Exercise passage.
We’ve covered four of the six fundamental principles of naturopathic medicine so far. Now, we turn to the fifth (according to our own order, not that of the AANP House of Delegates Position Paper).
Anyway, here’s what that document has to say about this post’s subject:
“Naturopathic physicians educate their patients and encourage self-responsibility for health. They also recognize and employ the therapeutic potential of the doctor-patient relationship.”
Doctor-Patient Relationship and Patient Education
The limitation of the term “doctor” to indicate practitioners within the various disciplines of the medical field is a fairly recent phenomenon. In the academic world even today, “doctor” signifies what it originally meant, going back to its Latin source: teacher. In fact, the ancient Latin word for medical doctor is “medicus.”
Anyway, to be a doctor – in any discipline – is, firstly and fundamentally, to be a teacher of that discipline. Naturopathy highlights this aspect of a physician’s work, seeing the sharing of knowledge and wisdom as paramount among a practitioner’s duties.
This aspect of “doctor as teacher” flows from the doctor-patient relationship. The very fact that the doctor is envisioned as owing the patient a duty to teach presupposes on the part of the patient the ability to learn. In turn, this learning capacity implies personal responsibility. For this reason, naturopathy strongly insists upon the indispensable role of the patient in his or her own health and healing.
How Centers for Healing Applies these Principles
At my office in Scranton, northeast Pennsylvania, we are all about education, both of health professionals and of patients. My team members and I regularly attend continuing education conferences around the country, both to refresh our knowledge of fundamentals and to keep abreast of new developments.

The data.
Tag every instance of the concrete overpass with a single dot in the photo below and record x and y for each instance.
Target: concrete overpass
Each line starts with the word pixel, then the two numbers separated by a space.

Work instruction 1.
Write out the naturopathic medicine passage from "Doctor-Patient Relationship and" to "a practitioner’s duties.".
Work instruction 2.
Pick up the naturopathic medicine passage after its last sentence and keep writing.

Exercise output 1.
Doctor-Patient Relationship and Patient Education
The limitation of the term “doctor” to indicate practitioners within the various disciplines of the medical field is a fairly recent phenomenon. In the academic world even today, “doctor” signifies what it originally meant, going back to its Latin source: teacher. In fact, the ancient Latin word for medical doctor is “medicus.”
Anyway, to be a doctor – in any discipline – is, firstly and fundamentally, to be a teacher of that discipline. Naturopathy highlights this aspect of a physician’s work, seeing the sharing of knowledge and wisdom as paramount among a practitioner’s duties.

Exercise output 2.
Moreover, a big part of patient education is insisting upon each one’s personal responsibility for his or her health. The toxic world in which we live certainly is the cause of the health problems endured by many of our patients. However, what they do about those problems is up to them! My team can do much to address the causes of some of their ailments, but compliance with recovery and lifestyle directives is entirely in the hands of each individual. I often remind my patients with the simple reassurance: “Remember, it’s your health (mouth, body, life, etc.) that’s at stake here.”
Finally, all my patients are given my personal cell phone number. I call each one of them within 24 hours of any procedure to see how they’re doing. I don’t do house calls, but I do make emergency, after-hours appointments with patients in urgent need of care. Am I saying this to blow the fanfare in my own parade? Not at all. I’m simply saying that I take my responsibilities as doctor/teacher very seriously. Frankly, I don’t see how I could do otherwise.
I hope you enjoy these blogposts, all of which are an extension of my work as a teaching doctor!